# OPDRACHT
Noem de twee sectoren waarin volgens het tekstfragment over aangekondigd baanverlies in 2023 vooral baanverliezen werden aangekondigd.

─── TEKSTFRAGMENT ───

Begin dit jaar verschenen diverse krantenberichten over (middel)grote bedrijven die het verlies aan banen in ons land aankondigden. Voorbeelden zijn lampenfabrikant Signify (-500 banen), ijzergieterij VDL Castings (-140 banen) en fietsfabrikant Accell (-150 banen). Hoewel dit niet betekent dat iedereen voor zijn baan moet vrezen, is het wel de vraag of dit een indicatie is dat de arbeidsmarkt iets minder krap wordt. Om te zien wat er verwacht kan worden, baseerde ING zich op een database van Eurofound.

Terwijl in 2023 het daadwerkelijke aantal werknemersbanen nog groeide met 116.000, liep het aangekondigde baanverlies op van per saldo een kleine 3000 banen in 2022 naar ongeveer 13.500 banen in 2023, het hoogste aantal sinds 2011. Deze aankondigingen van herstructureringen uit 2023 zijn relevant voor de verwachting over de ontwikkelingen in 2024, omdat het vaak (en voornamelijk bij reorganisaties) even duurt totdat aankondigingen zich in daadwerkelijke verliezen aan arbeidsplekken vertalen. De verslechtering hiervan suggereert dus neerwaartse druk op de werkgelegenheidsontwikkeling voor dit jaar.

Reorganisaties belangrijkste oorzaak van baanverlies

Structureel zijn reorganisaties veruit de belangrijkste oorzaak waarom bedrijven baanverliezen aankondigen. Reorganisaties verklaren in 2022-2023 bijna driekwart van de te schrappen banen. Faillissementen (9%) of locatiesluitingen (8%) volgen als andere belangrijke oorzaken. Fusies en overnames (5%), offshoren in/uitbesteden naar het buitenland (4%) en uitbesteden in eigen land (1%) zijn minder vaak de aanleiding.

Ook in 2023 blijkt dat reorganisaties (met ruim de helft) de belangrijkste oorzaak van het aangekondigde verlies aan banen zijn. Wat volgens ING echter vooral opvalt, is dat vorig jaar het aandeel (en aantal) aangekondigde baanbeëindigingen als gevolg van bedrijfs- of locatiesluitingen (46%) een stuk hoger was dan gebruikelijk (17%): het ging hierbij om bijna 6200 banen.

Langjarig lijkt er volgens ING samenhang te zijn tussen het aantal bedrijven met 50 of meer werknemers dat wordt beëindigd en het aantal aangekondigde geschrapte banen. Beide zijn in 2023 een stuk negatiever dan in 2022. Zo lijkt ook het verdwijnen van een aantal (middel)grote bedrijven (of hun locaties) nu dus wat meer banen te gaan kosten.

Vooral in industrie en detailhandel baanverliezen aangekondigd

In 2023 zijn vooral baanverliezen aangekondigd in de verwerkende industrie (58% van het totaal van dat jaar) en in de detailhandel (33%). Sinds het begin van de tijdreeks (in 2002) is de omvang van het aangekondigde baanverlies door de industrie in geen enkel jaar zo groot geweest als in 2023: ruim 7500, ongeveer 1 procent van het aantal werknemersbanen in de sector. Dit komt waarschijnlijk door een combinatie van hoge energiekosten, overcapaciteit na de goederenhausse tijdens corona en algehele verslechtering van de wereldhandel in 2023.

─── OPGESLAGEN GEGEVENS ───

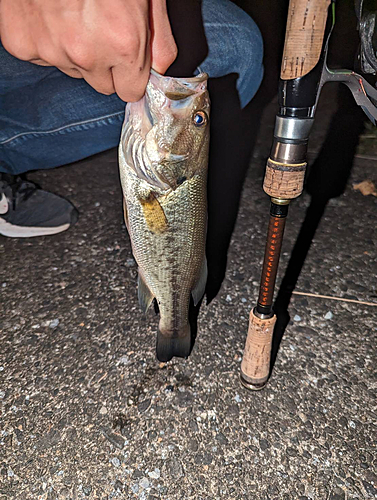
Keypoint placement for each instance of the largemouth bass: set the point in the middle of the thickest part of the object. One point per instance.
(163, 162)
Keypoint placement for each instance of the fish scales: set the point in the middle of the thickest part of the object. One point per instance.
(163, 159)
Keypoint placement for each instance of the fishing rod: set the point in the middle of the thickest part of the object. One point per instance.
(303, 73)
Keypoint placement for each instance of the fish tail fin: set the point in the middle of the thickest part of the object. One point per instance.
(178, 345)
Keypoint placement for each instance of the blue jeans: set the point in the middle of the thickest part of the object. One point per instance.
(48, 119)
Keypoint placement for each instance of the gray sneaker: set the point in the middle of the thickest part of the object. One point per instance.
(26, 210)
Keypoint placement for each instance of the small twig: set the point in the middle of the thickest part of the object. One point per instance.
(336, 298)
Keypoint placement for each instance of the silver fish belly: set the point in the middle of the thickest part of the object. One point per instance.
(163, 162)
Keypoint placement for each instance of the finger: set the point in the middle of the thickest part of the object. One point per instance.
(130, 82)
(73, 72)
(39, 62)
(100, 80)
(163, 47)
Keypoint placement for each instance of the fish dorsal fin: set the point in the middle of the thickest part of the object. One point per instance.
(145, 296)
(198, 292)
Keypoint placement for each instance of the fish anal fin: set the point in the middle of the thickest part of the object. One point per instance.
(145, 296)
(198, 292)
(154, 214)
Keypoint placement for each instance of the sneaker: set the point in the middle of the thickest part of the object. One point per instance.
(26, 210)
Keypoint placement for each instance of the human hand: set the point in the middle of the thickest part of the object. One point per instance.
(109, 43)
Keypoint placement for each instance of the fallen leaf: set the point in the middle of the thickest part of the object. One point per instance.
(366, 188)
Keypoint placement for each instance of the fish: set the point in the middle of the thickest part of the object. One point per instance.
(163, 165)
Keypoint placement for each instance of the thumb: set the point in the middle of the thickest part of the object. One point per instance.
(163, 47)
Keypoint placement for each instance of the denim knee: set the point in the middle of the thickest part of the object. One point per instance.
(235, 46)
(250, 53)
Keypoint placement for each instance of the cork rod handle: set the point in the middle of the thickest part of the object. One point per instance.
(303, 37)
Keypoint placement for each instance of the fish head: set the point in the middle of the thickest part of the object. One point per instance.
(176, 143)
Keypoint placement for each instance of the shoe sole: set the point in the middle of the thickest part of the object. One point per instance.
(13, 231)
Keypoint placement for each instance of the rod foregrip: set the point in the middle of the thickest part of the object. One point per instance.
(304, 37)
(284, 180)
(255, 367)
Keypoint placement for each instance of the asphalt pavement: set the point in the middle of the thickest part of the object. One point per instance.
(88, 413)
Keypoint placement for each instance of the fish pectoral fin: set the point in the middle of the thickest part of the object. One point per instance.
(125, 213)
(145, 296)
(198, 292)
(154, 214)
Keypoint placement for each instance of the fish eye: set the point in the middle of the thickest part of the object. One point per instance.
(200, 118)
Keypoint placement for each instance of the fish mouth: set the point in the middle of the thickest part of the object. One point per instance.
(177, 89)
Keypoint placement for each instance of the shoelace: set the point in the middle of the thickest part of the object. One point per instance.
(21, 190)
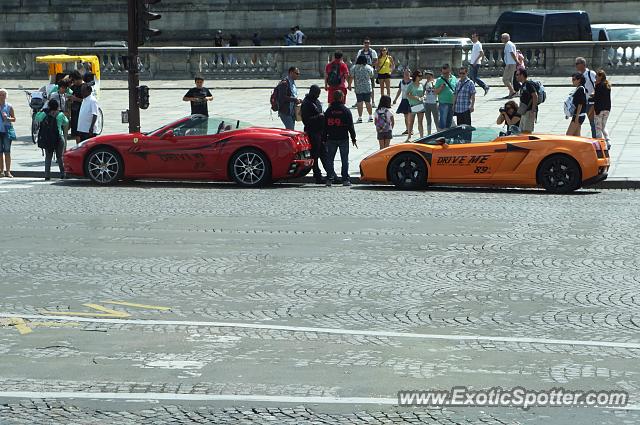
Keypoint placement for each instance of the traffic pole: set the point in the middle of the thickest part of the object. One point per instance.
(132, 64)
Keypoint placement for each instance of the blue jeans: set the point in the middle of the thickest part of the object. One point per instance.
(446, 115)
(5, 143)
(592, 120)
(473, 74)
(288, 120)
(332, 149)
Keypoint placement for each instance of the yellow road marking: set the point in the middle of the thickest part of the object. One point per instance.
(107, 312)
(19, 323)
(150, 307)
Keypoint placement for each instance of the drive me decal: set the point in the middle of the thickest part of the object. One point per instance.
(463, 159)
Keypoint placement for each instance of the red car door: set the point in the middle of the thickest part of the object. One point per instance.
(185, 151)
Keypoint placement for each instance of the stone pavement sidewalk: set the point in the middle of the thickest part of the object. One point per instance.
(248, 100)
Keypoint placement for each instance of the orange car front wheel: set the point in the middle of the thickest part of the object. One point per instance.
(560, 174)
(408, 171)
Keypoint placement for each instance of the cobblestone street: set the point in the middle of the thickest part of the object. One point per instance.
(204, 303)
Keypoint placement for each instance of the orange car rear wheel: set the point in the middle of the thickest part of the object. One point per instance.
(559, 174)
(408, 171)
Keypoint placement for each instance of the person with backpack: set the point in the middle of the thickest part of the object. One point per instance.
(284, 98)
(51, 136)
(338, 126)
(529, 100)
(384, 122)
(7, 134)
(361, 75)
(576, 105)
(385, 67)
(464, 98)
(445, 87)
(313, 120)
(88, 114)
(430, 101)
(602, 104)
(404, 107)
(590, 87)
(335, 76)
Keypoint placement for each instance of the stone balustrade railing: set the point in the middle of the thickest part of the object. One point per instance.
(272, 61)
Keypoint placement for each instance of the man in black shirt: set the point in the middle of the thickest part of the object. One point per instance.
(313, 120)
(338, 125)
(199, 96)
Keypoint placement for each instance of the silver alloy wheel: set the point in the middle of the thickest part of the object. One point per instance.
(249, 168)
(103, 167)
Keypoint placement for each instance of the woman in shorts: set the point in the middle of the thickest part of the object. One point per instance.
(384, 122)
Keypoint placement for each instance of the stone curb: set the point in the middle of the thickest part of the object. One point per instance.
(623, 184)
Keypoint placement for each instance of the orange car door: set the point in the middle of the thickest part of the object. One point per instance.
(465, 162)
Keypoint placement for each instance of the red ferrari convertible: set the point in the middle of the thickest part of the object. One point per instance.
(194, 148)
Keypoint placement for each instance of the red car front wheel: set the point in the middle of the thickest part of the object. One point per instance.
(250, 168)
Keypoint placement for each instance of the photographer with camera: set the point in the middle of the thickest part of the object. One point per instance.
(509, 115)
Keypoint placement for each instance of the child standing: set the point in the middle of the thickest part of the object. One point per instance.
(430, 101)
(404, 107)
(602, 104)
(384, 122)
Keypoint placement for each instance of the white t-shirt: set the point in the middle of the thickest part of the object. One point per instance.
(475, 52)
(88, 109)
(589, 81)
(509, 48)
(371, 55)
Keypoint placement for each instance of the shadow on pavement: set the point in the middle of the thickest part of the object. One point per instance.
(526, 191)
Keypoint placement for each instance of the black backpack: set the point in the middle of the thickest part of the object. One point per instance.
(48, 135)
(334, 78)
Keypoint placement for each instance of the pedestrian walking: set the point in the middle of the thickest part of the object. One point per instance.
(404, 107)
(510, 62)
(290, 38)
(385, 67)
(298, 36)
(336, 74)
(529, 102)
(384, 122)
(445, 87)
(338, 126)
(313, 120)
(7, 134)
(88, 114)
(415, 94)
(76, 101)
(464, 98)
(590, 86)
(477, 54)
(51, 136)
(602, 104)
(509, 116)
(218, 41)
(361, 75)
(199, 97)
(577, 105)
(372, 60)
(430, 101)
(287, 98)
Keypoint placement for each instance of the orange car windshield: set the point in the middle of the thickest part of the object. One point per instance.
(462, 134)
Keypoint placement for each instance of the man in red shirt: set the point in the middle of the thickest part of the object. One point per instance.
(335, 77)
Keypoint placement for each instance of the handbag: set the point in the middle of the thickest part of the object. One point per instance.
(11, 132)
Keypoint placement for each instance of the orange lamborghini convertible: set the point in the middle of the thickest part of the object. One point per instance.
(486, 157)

───

# ANTWOORD
De verwerkende industrie (58% van het totaal) en de detailhandel (33%).